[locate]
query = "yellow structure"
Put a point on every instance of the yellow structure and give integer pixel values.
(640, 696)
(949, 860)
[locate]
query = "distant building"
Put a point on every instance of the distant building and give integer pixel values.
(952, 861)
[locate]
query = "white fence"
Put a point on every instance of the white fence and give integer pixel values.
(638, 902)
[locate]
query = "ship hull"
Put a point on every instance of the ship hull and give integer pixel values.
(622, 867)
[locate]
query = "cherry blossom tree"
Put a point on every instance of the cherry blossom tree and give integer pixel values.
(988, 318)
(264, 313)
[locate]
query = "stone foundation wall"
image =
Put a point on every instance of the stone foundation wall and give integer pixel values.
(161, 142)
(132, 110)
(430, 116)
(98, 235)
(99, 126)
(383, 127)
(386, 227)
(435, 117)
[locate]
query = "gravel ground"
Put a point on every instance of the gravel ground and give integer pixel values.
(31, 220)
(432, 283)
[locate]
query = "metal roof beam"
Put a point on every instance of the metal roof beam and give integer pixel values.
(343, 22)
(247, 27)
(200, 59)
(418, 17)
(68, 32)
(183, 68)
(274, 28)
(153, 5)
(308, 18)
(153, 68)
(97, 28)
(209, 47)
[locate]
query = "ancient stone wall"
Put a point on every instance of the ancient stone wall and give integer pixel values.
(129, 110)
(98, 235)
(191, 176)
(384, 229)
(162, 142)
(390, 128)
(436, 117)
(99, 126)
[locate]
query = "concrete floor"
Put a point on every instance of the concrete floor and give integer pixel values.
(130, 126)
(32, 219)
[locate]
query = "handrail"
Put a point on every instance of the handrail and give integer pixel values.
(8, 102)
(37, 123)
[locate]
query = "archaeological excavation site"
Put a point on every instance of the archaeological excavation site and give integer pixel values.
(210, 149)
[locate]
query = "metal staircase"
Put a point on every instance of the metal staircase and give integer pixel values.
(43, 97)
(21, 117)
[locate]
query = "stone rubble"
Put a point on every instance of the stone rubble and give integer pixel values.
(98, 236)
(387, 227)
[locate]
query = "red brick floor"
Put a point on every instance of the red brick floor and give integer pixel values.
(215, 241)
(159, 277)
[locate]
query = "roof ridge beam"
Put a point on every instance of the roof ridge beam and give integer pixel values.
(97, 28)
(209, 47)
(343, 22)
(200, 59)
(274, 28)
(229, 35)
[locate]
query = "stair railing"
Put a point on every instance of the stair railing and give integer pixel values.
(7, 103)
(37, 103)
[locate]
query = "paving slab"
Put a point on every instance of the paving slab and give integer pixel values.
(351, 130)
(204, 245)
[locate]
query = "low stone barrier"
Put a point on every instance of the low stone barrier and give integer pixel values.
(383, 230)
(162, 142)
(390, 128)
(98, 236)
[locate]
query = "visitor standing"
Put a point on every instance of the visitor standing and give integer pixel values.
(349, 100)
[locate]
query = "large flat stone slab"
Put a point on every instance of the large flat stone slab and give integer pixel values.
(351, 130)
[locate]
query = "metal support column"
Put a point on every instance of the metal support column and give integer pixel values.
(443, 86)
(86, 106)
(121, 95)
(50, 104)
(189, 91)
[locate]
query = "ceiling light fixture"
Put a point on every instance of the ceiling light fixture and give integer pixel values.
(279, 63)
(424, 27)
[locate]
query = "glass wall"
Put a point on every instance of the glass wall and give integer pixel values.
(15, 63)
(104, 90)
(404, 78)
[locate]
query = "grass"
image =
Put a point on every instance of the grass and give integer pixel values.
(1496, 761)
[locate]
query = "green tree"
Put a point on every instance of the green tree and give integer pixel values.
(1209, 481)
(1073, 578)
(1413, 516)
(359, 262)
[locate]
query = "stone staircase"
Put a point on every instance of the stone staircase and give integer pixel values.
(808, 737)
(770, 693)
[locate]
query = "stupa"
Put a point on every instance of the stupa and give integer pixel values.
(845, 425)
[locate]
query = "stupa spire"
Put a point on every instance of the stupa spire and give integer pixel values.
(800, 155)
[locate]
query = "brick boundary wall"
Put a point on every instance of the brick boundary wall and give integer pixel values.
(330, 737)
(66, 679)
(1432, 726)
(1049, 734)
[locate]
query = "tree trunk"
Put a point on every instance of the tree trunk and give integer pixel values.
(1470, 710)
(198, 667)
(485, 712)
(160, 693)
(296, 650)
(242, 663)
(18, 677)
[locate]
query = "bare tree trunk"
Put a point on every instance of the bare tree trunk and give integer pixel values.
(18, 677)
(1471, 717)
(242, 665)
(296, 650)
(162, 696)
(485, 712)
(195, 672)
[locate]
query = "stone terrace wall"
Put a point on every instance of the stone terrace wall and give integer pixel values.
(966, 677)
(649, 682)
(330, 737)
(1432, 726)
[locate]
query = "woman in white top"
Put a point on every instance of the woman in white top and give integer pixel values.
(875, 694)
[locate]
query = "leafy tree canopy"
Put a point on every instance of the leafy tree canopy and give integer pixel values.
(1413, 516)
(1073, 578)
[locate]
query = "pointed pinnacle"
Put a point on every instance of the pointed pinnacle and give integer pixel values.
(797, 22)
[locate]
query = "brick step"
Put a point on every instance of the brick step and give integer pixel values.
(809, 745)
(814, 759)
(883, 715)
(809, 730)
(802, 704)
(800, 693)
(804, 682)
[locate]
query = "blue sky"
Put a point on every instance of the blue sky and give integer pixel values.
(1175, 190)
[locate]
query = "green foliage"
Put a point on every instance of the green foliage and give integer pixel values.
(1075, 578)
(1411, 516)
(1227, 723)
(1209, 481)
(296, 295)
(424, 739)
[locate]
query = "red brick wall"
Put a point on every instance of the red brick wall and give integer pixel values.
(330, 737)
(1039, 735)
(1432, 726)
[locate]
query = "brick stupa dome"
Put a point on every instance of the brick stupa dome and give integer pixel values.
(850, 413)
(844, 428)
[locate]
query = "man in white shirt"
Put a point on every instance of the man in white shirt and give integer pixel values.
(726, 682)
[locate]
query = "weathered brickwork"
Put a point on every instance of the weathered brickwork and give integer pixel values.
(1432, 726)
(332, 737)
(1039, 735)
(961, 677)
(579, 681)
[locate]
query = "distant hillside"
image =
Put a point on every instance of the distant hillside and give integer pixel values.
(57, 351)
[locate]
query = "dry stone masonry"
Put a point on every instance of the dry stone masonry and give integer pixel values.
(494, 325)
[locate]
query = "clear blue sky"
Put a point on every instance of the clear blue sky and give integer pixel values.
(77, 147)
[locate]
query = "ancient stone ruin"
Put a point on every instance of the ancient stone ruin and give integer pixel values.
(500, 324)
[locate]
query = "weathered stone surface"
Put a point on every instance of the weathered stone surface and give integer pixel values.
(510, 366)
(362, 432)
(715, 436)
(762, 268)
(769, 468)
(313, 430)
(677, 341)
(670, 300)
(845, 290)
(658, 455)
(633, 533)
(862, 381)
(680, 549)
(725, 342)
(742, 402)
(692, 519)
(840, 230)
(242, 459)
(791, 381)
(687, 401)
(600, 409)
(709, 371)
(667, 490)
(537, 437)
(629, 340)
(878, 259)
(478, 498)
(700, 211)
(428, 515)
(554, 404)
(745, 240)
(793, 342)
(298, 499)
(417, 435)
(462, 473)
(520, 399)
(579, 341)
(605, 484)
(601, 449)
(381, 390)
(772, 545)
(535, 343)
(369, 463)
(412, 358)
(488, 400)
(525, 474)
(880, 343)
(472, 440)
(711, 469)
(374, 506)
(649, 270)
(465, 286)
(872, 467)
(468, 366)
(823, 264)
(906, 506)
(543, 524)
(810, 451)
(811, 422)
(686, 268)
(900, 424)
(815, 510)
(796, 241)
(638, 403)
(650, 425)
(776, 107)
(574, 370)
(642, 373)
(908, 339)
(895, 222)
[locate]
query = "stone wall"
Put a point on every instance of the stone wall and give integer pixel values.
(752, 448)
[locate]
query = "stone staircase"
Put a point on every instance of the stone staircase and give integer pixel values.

EXERCISE GOAL:
Find every line above that contains the string "masonry" and copy each one out. Case counts.

SOLUTION FOR THIS EXERCISE:
query = "dry stone masonry"
Put a point on every instance of the dry stone masonry and give integer pixel values.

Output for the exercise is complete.